Es en esta herida incurable – puesto que ella es él mismo – y en esta soledad que debe precipitarse, en donde podrá descubrir la fuerza, la audacia y la habilidad necesarias a su arte.

Te pido un poco de atención. Mira: con el fin de librarte mejor de la Muerte, haz que ella te habite con la más rigurosa exactitud. Será necesario mantenerte en perfecta salud. El mínimo malestar te restituirá a nuestra vida. Se romperá ese bloque de ausencia en el que te convertirás. Una especie de humedad con parches de moho, te invadirá. Vigila tu salud.

Fragmentos del conjunto de datos de etiquetado de puntos:
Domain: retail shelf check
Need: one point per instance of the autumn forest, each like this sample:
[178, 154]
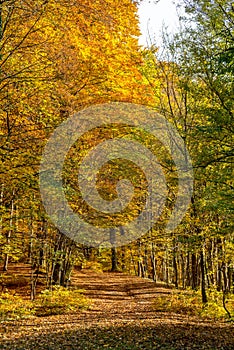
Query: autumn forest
[59, 58]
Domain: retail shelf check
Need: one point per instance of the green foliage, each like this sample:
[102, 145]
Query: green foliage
[56, 302]
[59, 301]
[13, 280]
[94, 266]
[14, 306]
[189, 303]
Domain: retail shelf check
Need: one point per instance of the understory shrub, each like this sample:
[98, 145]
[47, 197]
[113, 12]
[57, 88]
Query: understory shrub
[189, 303]
[13, 306]
[49, 302]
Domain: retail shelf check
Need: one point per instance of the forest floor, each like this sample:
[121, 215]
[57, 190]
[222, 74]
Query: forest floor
[122, 316]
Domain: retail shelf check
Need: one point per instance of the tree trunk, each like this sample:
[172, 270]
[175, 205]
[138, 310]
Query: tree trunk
[203, 283]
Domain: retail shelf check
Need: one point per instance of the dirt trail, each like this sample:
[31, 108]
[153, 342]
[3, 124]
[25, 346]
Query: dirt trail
[122, 316]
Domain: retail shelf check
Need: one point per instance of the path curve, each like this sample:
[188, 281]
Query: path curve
[122, 317]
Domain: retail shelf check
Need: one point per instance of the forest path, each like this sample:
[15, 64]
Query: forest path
[122, 316]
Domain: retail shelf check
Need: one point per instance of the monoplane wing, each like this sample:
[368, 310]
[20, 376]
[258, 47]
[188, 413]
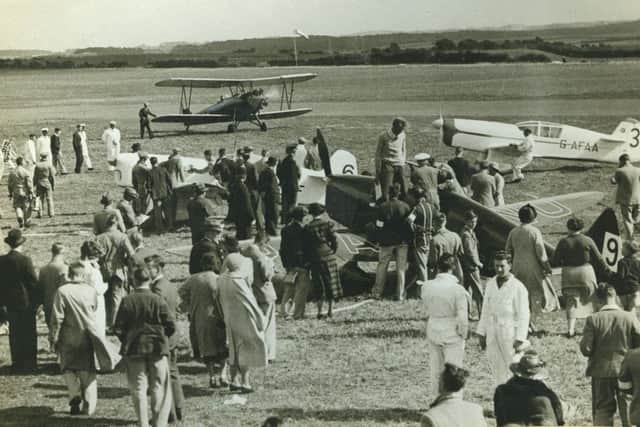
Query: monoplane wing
[193, 119]
[247, 83]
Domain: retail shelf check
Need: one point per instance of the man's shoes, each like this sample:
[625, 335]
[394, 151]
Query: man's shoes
[74, 406]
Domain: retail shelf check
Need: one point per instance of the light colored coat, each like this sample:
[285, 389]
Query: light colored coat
[244, 321]
[504, 319]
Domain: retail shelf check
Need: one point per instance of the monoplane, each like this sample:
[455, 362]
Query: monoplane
[496, 141]
[245, 104]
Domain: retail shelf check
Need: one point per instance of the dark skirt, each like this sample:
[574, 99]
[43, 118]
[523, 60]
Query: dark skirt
[326, 278]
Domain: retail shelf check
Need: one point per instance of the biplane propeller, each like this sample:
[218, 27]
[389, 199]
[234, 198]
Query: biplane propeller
[245, 103]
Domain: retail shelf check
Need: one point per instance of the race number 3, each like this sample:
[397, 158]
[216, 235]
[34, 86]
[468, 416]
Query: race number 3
[611, 250]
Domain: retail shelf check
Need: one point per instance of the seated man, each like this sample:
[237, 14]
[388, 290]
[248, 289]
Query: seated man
[525, 399]
[449, 410]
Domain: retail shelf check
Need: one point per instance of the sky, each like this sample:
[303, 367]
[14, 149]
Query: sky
[64, 24]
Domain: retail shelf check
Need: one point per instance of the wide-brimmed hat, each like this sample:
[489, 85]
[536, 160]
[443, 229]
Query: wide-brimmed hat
[529, 366]
[316, 209]
[15, 238]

## Consignas del ejercicio:
• 1. Cambia "salud" por "forma" y vuelve a escribir el extracto entre "Te pido un poco" y "Vigila tu salud.", ambos incluidos.
• 2. Resume en forma de lista el párrafo del extracto que empieza con "Te pido un poco de atención".
Para resolver esto, apóyate solo en el extracto y no en el material.

## Soluciones:
• 1.
Te pido un poco de atención. Mira: con el fin de librarte mejor de la Muerte, haz que ella te habite con la más rigurosa exactitud. Será necesario mantenerte en perfecta forma. El mínimo malestar te restituirá a nuestra vida. Se romperá ese bloque de ausencia en el que te convertirás. Una especie de humedad con parches de moho, te invadirá. Vigila tu forma.

• 2.
- Para librarte mejor de la Muerte, deja que ella te habite con la más rigurosa exactitud.
- Es necesario que mantengas una salud perfecta.
- El mínimo malestar te devolverá a nuestra vida y romperá el bloque de ausencia en que te convertirás.
- Te invadirá una especie de humedad con parches de moho.
- Vigila tu salud.